#### Page excerpt:
--- Start ---
The printing method according to this embodiment is so configured that reception by a transfer member 14 is performed a plurality of times as shown in a flowchart of FIG. 9 , and a bump 5 is formed by one transfer as shown in FIG. 10 . According to this printing method, conductive paste 3 is filled in recessed portions 23 of an intaglio plate 21 in conductive paste filling step S1, and then reception step S2 is performed.
In reception step S2, the transfer member 14 rotates in contact with the intaglio plate 21 and receives the conductive paste 3. Subsequently, determination step S10 is performed. Determination step S10 determines whether the count at which the transfer member 14 received the conductive paste 3 has reached a predetermined target count. A determination unit 34 of a control device 7 performs this determination. If the reception count is smaller than the target count, the process returns to conductive paste filling step S1, and the transfer member 14 receives the conductive paste 3 from the intaglio plate 21 again.
Accordingly, the transfer member 14 according to this embodiment performs a receiving operation in which the transfer member 14 receives the conductive paste 3 from the intaglio plate 21 to the identical receiving position a plurality of times. After the reception count reaches the target count, a transfer operation in which the transfer member 14 transfers the conductive paste 3 to a substrate 2 is performed in transfer step S3. In transfer step S3 according to this embodiment, as shown in FIG. 10 , multiple layers of the conductive paste 3 received by and overlaid on the transfer member 14 a plurality of times are transferred to the substrate 2 at once.
After transfer step S3 is performed, the conductive paste 3 is dried in drying step S4. Since drying step S4 is thus performed, a printing pattern laminate (the bump 5) made of the conductive paste 3 laminated into the shape of the printing pattern is formed on the substrate 2. Then, inspection step S5 is performed to inspect the bump 5 made of the conductive paste 3 laminated on the substrate 2.
--- End ---
#### Information supplied:
--- Start ---
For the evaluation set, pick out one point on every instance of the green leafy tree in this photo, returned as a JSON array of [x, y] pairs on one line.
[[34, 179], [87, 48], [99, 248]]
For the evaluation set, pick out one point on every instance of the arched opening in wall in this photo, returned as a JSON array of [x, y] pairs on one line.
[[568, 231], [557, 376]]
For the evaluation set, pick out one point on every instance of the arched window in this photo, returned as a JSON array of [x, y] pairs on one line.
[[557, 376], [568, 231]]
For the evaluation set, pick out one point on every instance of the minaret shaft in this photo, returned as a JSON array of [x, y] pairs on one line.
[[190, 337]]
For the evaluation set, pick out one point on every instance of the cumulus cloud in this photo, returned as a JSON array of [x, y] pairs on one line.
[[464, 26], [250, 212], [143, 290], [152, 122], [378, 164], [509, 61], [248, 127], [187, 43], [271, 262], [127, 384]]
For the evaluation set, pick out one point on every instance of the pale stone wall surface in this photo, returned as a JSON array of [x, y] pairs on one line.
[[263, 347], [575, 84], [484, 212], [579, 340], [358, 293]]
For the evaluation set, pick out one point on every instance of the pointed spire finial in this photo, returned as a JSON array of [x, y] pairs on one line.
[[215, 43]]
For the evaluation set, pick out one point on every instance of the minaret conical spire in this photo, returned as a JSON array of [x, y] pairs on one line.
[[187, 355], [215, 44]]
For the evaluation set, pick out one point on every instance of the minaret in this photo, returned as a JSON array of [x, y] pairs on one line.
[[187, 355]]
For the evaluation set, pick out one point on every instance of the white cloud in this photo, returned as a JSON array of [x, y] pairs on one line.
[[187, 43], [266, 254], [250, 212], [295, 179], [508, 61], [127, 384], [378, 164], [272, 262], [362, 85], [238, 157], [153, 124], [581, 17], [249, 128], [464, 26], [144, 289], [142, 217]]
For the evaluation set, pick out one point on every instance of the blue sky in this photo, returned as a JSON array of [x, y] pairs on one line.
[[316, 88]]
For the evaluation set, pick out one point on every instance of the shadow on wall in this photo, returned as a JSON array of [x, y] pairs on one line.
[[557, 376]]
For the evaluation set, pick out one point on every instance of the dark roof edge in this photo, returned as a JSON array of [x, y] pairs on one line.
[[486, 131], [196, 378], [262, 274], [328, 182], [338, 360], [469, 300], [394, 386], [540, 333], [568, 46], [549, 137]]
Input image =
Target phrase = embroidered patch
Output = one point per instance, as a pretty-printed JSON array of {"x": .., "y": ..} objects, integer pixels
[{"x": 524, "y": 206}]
--- End ---
#### What is needed:
List every numbered step that the printing-method excerpt names, giving each step's name and label.

#### Result of the task:
- Conductive paste filling step S1
- Reception step S2
- Determination step S10
- Transfer step S3
- Drying step S4
- Inspection step S5